Tarefa 1
Copie sem nenhuma alteração, nos registros, tudo desde a linha que contém "Keypoint placement: for each instance of the pedestrian" até a linha que contém "[(264, 156)]", incluindo essas duas linhas.

Quiz dizer-se ou disse-se, que eu taxara este Projecto de retroactivo ao Decreto de 16 de Janeiro de 34! Sr. Presidente, isto á primeira vista Se conhece que ninguem o podia dizer, porque uma Lei revoga a outra, amplia-a, ou suspende-a; mas nunca póde ser retroactiva de outra: o que eu disse pois foi, que este Projecto dava a aposentação aos antigos Juizes triennaes, que nunca tiveram direito a ella, assim como a dava aos dos Tribunaes, mas que em quanto aos triennaes me parecia insolito, que se concedessem direitos que nunca obtiveram nem esperaram; e quanto aos Magistrados dos Tribunaes que estava providenciado no Decreto de 16 de Janeiro de 34, que concedia uma pensão a todos os Empregados das Repartições extinctas, no que estavam incluidos os Magistrados que pertenciam aos Tribunaes de Justiça, que se extinguiram; mas quando fallei em retroactividade não era com relação ao Decreto, mas sim com relação aos Juizes, que antes e depois do Decreto de 16 de Janeiro de 34 foram aposentados, nus quaes se dá por este Projecto a faculdade de requererem melhoramento da sua aposentação; porém isto negou-se-me, dizendo-se que tal não existia no Projecto; más eu assim o intendo, segundo a expressão do §. 4.° do artigo 18, que comtudo póde ser que não lenha a intelligencia que eu lhe dou. (Leu-o.) Ora eis-aqui está onde eu achava a retroactividade — quando já tiver obtido aposentação ou jubilação. (Tornou a lêr.) Eu intendo que retroactividade é tudo aquillo que regula o effeito para o passado. (O Sr. Fonseca Magalhães — E é isso?) Sim Senhor: pois um homem que já está aposentado, e que tem fixado o seu direito, vem depois uma Lei e dá-lhe outro direito, não tem effeito retroactivo? Tem, porque vai comprehender um homem cujos direitos já estão marcados e definidos.

Tarefa 2
No discurso sobre o projeto de aposentação dos juízes, como o orador define retroactividade?

Dados brutos
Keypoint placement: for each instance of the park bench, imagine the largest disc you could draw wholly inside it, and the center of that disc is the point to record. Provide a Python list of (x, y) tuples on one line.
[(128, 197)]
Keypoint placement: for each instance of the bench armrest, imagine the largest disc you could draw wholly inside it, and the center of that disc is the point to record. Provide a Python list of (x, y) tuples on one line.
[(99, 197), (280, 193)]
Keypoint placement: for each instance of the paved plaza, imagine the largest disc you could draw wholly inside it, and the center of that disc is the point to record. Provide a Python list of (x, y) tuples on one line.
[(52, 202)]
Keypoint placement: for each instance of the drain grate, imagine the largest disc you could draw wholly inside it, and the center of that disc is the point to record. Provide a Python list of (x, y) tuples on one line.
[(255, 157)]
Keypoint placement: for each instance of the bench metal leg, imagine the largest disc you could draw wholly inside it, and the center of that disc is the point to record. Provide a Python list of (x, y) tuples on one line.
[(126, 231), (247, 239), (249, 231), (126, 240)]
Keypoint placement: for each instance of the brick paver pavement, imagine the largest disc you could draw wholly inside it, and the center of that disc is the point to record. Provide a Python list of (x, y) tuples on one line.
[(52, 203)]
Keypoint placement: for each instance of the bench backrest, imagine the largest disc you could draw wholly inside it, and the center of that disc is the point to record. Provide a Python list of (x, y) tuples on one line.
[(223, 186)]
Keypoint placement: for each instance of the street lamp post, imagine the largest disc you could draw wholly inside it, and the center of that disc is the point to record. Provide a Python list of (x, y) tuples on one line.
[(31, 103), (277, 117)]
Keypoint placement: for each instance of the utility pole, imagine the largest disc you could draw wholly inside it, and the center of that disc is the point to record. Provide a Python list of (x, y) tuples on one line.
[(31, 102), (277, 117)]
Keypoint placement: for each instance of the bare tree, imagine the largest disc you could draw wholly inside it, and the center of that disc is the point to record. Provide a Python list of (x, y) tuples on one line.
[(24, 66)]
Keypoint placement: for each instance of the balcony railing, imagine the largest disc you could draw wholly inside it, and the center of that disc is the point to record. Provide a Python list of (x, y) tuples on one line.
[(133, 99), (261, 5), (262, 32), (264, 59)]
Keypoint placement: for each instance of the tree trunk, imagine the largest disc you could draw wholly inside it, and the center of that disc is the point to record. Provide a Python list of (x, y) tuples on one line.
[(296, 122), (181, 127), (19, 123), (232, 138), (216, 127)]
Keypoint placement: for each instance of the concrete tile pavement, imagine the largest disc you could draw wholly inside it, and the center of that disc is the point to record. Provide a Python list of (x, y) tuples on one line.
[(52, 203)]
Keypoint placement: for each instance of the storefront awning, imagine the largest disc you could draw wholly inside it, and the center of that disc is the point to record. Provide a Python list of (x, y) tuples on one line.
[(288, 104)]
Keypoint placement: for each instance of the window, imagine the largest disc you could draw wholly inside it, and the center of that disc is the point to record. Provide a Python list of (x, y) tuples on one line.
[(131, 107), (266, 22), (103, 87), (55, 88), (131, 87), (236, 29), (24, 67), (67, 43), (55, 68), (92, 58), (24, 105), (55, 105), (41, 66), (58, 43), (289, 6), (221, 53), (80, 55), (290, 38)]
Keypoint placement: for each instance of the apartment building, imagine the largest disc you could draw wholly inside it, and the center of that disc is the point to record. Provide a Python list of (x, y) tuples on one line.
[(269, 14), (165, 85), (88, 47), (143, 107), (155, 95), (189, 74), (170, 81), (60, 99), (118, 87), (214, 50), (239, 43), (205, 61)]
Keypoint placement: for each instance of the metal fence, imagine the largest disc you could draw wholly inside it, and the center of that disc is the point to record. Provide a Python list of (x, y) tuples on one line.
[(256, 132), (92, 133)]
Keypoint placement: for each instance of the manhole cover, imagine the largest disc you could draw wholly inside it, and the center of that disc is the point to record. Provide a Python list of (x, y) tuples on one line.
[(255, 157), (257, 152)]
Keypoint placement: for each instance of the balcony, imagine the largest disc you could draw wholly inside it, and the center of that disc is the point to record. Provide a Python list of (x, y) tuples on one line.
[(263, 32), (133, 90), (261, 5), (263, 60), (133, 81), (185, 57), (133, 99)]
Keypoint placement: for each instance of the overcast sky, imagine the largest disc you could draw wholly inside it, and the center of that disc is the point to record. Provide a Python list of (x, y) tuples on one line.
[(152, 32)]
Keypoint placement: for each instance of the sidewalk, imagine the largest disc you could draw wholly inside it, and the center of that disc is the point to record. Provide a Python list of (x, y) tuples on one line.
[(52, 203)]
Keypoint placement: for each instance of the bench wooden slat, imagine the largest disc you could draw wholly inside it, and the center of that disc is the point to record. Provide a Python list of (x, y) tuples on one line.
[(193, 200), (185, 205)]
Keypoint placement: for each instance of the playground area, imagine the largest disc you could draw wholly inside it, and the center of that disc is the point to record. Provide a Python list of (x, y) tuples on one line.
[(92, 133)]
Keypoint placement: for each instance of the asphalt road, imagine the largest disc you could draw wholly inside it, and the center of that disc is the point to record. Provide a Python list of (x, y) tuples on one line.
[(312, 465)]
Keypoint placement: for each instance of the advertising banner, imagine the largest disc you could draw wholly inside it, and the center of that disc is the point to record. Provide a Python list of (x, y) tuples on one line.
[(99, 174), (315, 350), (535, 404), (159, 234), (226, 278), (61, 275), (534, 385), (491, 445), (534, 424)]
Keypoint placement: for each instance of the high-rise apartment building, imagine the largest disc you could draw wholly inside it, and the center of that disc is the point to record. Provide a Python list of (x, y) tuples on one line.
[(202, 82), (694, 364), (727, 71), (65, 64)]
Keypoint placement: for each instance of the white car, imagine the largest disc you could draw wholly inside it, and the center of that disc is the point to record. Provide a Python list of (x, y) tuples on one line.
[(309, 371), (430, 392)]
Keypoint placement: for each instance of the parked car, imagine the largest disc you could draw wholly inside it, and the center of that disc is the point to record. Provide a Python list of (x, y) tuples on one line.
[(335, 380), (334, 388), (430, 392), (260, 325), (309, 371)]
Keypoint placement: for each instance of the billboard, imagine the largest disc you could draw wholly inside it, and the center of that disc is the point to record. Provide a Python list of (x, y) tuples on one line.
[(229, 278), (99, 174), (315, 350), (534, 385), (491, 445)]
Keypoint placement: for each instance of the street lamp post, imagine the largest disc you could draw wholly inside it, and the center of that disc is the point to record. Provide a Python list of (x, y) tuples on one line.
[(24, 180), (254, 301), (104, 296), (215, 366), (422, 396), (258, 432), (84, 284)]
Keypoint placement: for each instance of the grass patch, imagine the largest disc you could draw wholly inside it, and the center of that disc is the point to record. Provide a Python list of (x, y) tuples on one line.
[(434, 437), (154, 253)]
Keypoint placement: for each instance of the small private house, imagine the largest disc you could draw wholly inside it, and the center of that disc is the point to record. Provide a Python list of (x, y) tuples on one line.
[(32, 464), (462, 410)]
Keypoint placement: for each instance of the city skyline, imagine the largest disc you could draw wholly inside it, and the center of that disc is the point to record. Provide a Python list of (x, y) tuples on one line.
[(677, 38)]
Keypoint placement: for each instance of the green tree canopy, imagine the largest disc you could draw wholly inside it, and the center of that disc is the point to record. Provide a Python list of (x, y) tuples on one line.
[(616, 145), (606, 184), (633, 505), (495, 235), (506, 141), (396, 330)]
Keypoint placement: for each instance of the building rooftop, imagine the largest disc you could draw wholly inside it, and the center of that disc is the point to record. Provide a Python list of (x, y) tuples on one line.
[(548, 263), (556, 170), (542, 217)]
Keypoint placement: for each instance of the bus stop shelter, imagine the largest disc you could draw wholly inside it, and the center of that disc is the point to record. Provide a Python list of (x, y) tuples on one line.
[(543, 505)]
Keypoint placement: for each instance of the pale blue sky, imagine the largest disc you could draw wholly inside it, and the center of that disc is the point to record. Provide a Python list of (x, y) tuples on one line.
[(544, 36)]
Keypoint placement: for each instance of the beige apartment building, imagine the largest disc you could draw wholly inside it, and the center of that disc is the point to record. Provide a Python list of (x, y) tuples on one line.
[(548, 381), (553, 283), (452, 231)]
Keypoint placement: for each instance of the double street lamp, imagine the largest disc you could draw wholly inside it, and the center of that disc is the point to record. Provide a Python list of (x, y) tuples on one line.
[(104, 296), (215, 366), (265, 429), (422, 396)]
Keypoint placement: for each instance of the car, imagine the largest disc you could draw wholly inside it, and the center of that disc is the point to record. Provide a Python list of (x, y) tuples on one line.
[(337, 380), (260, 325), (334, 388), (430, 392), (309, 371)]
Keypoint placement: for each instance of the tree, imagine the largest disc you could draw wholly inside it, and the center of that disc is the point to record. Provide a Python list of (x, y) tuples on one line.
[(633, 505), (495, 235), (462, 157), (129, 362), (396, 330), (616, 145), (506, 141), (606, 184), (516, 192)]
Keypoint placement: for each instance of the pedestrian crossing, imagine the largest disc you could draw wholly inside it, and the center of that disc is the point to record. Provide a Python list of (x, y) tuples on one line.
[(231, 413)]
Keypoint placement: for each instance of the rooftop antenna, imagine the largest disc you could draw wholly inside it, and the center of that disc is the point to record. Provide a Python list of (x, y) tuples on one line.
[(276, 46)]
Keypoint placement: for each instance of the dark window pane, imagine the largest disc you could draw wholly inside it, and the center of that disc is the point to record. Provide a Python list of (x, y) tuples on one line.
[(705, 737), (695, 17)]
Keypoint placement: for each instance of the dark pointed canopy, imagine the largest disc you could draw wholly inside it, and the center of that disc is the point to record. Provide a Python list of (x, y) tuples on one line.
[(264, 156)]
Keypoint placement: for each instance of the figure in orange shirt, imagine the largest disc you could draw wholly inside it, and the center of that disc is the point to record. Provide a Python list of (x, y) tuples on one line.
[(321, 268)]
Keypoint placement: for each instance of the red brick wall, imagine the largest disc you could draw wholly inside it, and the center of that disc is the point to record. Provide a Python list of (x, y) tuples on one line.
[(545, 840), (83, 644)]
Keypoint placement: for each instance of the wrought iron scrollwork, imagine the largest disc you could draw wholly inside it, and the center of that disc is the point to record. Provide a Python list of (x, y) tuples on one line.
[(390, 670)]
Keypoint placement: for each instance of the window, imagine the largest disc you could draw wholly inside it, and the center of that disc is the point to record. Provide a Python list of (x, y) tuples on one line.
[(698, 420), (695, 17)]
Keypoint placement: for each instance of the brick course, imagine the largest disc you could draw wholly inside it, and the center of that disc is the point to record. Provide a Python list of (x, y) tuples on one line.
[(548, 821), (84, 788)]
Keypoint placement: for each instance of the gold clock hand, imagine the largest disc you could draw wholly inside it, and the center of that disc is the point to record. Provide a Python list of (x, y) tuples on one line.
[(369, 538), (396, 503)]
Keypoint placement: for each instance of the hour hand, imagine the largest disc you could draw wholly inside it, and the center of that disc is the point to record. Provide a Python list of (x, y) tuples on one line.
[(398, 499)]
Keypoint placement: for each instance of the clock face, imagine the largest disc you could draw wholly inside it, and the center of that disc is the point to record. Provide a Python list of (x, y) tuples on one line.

Resultado final 1
Keypoint placement: for each instance of the pedestrian crossing, imagine the largest disc you could draw wholly inside it, and the center of that disc is the point to record. Provide a Python list of (x, y) tuples on one line.
[(231, 413)]
Keypoint placement: for each instance of the rooftop antenna, imagine the largest disc you could draw wholly inside it, and the center of that disc is the point to record. Provide a Python list of (x, y) tuples on one line.
[(276, 46)]
Keypoint placement: for each instance of the dark window pane, imagine the largest disc you could draw wholly inside it, and the center of that disc is the point to record. Provide a Python list of (x, y) tuples on one line.
[(705, 737), (695, 17)]
Keypoint placement: for each instance of the dark pointed canopy, imagine the largest disc you could draw wholly inside it, and the center of that disc is the point to record. Provide a Python list of (x, y) tuples on one line.
[(264, 156)]

Resultado final 2
Como tudo aquilo que regula o efeito para o passado.